◆ **Data entries**
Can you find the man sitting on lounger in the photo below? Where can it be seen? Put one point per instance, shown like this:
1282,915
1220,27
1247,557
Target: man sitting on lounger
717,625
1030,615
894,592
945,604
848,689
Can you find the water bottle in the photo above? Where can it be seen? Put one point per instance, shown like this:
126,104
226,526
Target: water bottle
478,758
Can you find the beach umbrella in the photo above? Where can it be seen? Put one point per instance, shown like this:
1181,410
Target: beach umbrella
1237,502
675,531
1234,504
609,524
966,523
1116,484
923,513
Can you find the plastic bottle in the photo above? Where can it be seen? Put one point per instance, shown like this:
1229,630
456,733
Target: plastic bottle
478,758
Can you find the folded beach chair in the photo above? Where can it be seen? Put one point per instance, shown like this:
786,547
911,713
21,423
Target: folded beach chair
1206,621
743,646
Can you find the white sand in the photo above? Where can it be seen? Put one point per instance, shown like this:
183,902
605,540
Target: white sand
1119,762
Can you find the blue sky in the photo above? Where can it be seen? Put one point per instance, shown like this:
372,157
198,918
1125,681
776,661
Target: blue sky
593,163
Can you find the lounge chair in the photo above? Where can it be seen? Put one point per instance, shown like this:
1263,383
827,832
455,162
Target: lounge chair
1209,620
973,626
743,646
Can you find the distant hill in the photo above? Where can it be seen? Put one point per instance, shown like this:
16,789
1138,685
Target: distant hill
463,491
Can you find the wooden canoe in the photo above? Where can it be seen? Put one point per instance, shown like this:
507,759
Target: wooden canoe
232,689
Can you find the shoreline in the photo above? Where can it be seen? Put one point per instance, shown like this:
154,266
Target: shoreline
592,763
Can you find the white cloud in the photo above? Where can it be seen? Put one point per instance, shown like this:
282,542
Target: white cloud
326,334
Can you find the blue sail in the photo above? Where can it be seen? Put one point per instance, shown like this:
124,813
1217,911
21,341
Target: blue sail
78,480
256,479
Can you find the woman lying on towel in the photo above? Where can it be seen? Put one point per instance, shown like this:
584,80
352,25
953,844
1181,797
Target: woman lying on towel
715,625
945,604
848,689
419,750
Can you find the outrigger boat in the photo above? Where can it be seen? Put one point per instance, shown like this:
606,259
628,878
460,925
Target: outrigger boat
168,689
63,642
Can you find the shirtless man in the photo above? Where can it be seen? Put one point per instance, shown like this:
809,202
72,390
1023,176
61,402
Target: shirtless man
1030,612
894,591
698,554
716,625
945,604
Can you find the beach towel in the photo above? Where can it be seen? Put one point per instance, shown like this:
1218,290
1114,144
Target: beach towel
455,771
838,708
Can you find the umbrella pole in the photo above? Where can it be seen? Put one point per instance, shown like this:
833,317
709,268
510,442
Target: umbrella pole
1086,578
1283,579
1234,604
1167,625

◆ **Description of the task**
Copy every one of the records above, word for word and line for line.

◆ **Response to this exercise**
Can you find the man sitting on lounger in the photo below? Where can it be seen? Put one point per instance, shown like this:
1282,915
1220,27
1247,557
Target: man sitting on lounger
717,625
1030,615
894,592
945,604
848,689
Can you find the water bottle in the photo above? Where can it be seen? Put one point per instance, shown like this:
126,104
226,526
Target: water bottle
478,758
Can you find the beach umbrella in the photo above? Where can it be seen? Put one point per instance, shown like this:
1181,410
Target: beach umbrella
1237,502
675,531
1234,504
609,524
966,523
1116,484
923,513
Can you find the plastic bottle in the photo above? Where can it be seen? Put one point per instance, shown like this:
1229,630
456,733
Target: plastic bottle
478,758
Can you find the folded beach chair in the photo above? Where can it be seen? Put one point per instance, shown like this:
786,547
911,713
21,423
Target: folded beach chair
1206,621
743,646
Can you find the white sand in the photo above? Where can it be seen? Put one point per instance, shown like this:
183,902
605,540
Target: white sand
1119,762
Can you find the blue sky in the photo above? Where can it be seen? Put one point per instance, shown like this:
372,157
198,918
1125,681
776,661
Target: blue sky
593,163
Can you find the lounge chair in the photo above? Where can it be seen? Put one point per instance, shown like this:
1263,383
827,832
455,162
Target: lounge chair
1209,620
973,626
743,646
Can you find the distant hill in the photo above? Where can it be seen? Put one point per instance, shown like this:
16,789
1138,685
Target: distant hill
463,491
Can you find the wooden canoe in the photo above? Where can it be seen? Put one point per instance, shown like this:
507,759
Target: wooden canoe
232,689
Can you find the shoreline in the photo above? Where can it be seen? Put one point per instance, shown like this:
154,266
Target: shoreline
592,763
Can you find the white cloud in the photo above? Where can it be seen? Put one point per instance, shown like this:
282,542
Target: white cloud
326,334
Can you find the blue sail in the photo above? Where can it be seen? Put one point per instance, shown like this:
124,813
1217,911
21,341
Target: blue sail
78,480
256,479
Can you find the woman lying on towel in the photo above? Where can it be seen? Put one point per instance, shown like this:
584,80
352,25
953,844
1181,797
Target: woman lying on towel
715,625
945,604
848,689
419,750
Can you find the outrigger boat in the photo above? Where can it be seen? Put one point per instance, shown like this:
606,259
628,878
460,925
Target: outrigger boat
168,689
63,642
Can you find the shirtless man in the photo above? Where can it be seen? Put one point per instance, shown like this:
809,202
72,390
1023,176
61,402
Target: shirtless man
1030,612
894,591
698,554
716,625
945,604
Can you find the beach towel in the photo above? Where can it be seen? Put one point per instance, shown like this:
1218,290
1114,144
Target: beach towel
455,771
838,708
Can you find the umbrella pole in the photo above? Where can it be seen? Put one point per instance, shown like this:
833,317
709,268
510,442
Target: umbrella pole
1086,578
1283,579
1234,604
1167,625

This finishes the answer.